_WHAT THIS TASK INVOLVES:_ Count the lines in the records below that contain the string "upper" and give only that number.

_DATA IN THIS EXERCISE:_
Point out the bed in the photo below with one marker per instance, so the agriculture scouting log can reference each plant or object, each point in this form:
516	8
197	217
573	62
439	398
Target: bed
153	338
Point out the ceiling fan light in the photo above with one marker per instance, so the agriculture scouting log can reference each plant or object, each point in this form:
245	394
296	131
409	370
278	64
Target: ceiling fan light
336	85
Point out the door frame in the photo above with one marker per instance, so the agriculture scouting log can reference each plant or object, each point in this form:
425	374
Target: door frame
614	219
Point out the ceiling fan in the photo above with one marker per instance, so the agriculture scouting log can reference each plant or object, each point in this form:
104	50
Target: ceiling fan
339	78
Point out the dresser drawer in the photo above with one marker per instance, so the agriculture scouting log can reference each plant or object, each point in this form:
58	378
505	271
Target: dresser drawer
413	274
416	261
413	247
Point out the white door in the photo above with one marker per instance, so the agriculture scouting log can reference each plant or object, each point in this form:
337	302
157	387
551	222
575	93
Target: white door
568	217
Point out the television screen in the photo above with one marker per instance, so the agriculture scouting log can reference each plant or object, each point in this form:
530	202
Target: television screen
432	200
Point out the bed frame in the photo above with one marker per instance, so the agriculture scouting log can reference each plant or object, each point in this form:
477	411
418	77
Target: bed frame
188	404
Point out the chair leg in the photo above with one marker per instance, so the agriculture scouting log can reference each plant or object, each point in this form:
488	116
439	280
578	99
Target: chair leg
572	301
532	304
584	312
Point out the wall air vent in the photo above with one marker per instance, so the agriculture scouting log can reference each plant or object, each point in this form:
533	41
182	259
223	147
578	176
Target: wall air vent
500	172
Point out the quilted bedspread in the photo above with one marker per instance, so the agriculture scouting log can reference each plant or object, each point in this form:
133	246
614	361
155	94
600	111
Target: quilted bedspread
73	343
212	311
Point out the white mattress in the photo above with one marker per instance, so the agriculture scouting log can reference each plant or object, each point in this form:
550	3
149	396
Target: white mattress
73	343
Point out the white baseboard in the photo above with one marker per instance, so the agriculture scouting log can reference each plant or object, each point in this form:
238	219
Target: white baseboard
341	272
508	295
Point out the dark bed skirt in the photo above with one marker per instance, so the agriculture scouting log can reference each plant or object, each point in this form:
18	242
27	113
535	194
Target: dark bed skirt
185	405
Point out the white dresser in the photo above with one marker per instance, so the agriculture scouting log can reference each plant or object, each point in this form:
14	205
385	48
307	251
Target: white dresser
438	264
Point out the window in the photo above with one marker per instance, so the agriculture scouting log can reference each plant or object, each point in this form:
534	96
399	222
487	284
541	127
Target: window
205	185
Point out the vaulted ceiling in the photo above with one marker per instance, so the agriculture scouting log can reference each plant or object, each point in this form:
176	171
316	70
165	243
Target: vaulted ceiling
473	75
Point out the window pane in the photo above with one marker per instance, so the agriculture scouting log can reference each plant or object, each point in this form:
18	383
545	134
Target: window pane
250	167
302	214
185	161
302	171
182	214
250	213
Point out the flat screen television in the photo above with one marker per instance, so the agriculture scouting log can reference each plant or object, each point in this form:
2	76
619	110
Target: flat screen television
* * *
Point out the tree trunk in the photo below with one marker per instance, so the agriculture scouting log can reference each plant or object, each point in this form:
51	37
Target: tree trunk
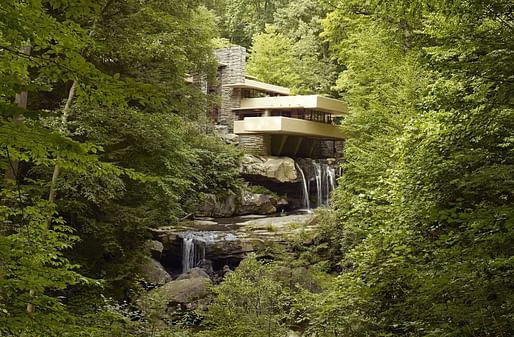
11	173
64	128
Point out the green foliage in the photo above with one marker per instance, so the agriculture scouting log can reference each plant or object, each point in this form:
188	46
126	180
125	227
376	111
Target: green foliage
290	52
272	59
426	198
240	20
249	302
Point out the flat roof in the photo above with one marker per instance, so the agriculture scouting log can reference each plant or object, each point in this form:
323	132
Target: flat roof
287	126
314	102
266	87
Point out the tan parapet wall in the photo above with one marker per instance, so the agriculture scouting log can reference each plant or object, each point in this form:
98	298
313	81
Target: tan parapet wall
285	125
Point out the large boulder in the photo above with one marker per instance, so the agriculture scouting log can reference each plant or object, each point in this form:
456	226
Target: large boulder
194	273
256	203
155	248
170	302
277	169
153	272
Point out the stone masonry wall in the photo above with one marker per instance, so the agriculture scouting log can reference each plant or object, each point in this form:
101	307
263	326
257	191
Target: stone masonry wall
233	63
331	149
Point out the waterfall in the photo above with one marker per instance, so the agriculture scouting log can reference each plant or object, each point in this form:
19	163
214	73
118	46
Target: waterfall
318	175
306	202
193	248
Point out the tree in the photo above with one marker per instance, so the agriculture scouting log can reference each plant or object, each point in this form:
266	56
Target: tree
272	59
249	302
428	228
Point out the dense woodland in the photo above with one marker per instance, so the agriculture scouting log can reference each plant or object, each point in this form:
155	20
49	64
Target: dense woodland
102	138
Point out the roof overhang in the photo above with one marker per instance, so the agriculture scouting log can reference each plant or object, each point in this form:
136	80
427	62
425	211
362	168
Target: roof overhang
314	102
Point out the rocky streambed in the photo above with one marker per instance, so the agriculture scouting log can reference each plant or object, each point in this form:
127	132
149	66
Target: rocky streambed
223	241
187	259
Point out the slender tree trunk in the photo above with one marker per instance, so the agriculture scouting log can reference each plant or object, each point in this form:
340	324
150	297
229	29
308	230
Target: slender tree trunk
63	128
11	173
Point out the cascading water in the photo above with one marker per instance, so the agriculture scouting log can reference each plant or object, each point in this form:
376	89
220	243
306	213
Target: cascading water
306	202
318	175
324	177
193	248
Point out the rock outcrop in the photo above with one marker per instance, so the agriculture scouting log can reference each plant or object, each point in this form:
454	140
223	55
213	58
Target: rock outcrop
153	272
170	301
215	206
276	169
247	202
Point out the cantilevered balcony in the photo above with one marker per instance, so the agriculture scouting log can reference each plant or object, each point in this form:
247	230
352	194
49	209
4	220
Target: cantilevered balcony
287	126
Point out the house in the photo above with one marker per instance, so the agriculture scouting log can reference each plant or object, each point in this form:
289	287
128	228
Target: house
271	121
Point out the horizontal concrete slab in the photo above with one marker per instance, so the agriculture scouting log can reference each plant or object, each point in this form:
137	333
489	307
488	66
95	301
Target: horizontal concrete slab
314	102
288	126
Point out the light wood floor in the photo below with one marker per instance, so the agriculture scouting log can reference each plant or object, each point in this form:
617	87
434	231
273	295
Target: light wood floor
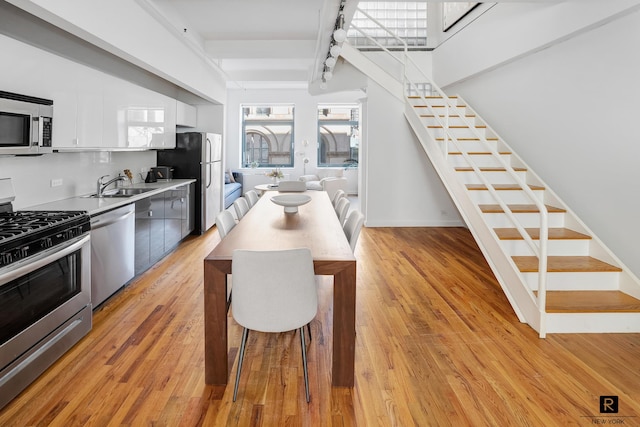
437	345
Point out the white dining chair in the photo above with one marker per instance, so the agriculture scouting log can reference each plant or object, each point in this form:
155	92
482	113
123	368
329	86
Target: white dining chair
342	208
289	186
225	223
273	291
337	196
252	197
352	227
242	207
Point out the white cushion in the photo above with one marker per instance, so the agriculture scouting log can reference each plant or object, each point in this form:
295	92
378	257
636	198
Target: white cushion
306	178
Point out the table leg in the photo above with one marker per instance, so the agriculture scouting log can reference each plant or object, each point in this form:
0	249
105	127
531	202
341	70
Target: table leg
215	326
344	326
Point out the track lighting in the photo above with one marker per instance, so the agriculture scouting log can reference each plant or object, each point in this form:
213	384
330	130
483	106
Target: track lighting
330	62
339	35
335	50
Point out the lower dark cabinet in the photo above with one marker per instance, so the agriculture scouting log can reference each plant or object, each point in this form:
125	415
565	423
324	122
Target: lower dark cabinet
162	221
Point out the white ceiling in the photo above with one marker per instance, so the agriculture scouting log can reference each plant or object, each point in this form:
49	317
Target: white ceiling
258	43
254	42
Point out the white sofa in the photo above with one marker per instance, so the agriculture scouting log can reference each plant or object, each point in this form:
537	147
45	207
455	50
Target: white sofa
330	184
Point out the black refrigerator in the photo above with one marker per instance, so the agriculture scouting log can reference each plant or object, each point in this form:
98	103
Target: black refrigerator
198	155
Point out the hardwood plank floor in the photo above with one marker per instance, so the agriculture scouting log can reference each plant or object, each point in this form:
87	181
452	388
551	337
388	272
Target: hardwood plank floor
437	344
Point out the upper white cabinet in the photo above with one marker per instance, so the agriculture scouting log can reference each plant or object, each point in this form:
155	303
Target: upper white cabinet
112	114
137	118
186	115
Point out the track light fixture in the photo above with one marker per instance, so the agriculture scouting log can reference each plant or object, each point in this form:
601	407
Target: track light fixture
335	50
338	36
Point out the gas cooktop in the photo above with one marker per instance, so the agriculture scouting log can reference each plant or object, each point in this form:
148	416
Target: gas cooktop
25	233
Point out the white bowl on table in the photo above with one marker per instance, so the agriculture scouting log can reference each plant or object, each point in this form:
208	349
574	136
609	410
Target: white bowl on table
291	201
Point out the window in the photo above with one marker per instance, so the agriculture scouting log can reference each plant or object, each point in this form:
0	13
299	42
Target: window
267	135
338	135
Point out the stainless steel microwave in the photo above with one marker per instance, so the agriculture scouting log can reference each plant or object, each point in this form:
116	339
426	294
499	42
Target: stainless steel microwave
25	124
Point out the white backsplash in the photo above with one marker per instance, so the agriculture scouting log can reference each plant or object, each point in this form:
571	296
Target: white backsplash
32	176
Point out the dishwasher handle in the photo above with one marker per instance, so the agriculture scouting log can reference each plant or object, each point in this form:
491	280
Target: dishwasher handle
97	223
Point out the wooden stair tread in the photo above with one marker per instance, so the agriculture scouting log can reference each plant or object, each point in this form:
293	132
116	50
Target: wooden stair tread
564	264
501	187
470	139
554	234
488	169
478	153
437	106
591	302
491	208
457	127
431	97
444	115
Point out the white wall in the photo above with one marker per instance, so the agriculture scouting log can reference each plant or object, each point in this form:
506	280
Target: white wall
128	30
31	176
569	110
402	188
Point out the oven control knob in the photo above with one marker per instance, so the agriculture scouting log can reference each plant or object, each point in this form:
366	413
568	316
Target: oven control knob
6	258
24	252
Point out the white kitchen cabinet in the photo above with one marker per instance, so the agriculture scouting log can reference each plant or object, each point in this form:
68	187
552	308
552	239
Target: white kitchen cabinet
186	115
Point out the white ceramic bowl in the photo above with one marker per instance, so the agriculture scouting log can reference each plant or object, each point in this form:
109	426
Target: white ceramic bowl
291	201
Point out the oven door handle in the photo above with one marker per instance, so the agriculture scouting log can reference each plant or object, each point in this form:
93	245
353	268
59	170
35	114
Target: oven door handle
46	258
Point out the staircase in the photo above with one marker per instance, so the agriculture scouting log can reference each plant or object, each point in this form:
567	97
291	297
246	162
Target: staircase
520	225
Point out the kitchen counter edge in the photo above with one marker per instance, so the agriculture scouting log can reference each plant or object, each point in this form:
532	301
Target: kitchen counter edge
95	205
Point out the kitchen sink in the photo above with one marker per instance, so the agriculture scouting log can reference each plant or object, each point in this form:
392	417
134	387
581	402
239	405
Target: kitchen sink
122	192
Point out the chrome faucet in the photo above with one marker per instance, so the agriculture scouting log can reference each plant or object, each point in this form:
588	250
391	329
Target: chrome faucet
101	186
---
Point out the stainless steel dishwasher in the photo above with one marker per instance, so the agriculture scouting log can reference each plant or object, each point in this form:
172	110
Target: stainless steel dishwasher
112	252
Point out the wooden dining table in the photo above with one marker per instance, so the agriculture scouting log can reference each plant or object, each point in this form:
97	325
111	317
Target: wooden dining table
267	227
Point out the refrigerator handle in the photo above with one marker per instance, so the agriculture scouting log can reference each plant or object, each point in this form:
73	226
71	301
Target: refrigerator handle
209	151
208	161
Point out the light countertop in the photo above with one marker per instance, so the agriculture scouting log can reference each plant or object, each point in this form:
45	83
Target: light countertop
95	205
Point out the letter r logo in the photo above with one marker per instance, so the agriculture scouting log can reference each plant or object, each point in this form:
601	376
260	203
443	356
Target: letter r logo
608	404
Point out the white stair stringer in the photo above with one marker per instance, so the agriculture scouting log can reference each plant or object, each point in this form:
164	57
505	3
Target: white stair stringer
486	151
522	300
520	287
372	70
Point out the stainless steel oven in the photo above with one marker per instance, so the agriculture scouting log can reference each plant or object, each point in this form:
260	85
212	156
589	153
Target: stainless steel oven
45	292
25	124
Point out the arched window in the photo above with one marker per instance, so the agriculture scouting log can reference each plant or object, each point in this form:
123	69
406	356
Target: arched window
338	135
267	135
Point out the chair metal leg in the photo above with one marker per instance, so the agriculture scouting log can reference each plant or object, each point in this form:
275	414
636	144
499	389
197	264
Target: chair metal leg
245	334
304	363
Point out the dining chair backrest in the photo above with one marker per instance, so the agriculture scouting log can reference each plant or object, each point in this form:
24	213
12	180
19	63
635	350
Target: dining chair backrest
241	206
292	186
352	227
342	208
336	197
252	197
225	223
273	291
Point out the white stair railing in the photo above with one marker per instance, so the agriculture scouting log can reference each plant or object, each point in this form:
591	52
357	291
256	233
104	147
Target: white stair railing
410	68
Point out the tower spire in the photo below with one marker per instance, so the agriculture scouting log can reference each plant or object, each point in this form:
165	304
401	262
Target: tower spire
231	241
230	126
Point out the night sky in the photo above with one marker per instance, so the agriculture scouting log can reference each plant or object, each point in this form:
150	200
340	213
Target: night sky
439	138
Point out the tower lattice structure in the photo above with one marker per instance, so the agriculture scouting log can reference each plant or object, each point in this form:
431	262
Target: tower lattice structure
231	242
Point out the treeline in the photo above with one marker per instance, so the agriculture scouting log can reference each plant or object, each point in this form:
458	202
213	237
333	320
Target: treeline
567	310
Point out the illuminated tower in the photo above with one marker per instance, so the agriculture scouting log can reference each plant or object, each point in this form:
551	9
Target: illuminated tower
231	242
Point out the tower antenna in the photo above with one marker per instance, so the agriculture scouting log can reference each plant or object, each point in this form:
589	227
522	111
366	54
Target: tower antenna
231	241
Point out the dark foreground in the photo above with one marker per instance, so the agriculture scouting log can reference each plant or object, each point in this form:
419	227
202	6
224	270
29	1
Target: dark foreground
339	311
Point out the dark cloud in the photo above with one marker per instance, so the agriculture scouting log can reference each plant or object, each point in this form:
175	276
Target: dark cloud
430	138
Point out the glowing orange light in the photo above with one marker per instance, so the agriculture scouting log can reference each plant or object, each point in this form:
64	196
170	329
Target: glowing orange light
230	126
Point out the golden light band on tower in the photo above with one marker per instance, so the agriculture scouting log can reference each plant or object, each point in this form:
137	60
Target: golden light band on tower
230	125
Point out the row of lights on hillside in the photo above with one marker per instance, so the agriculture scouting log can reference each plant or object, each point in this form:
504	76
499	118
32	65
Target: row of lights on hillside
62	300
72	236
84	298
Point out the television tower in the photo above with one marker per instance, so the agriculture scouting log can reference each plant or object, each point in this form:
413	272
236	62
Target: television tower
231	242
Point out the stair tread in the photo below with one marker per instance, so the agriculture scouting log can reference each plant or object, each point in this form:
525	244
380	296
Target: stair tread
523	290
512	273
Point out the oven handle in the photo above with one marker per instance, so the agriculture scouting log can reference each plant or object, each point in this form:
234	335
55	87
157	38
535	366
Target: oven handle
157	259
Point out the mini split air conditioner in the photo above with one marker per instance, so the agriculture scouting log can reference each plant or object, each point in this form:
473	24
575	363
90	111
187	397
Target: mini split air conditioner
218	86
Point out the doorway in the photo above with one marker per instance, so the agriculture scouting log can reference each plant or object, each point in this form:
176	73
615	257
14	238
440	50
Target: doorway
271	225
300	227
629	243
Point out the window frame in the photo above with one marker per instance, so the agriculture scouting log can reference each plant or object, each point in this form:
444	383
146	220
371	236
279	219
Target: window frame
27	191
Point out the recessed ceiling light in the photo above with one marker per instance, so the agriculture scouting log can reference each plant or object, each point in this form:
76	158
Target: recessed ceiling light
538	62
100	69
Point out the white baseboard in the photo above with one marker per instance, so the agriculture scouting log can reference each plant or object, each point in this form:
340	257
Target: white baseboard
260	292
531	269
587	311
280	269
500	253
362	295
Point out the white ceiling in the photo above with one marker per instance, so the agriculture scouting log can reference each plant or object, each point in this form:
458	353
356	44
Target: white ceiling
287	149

_RESPONSE TO THIS EXERCISE:_ 2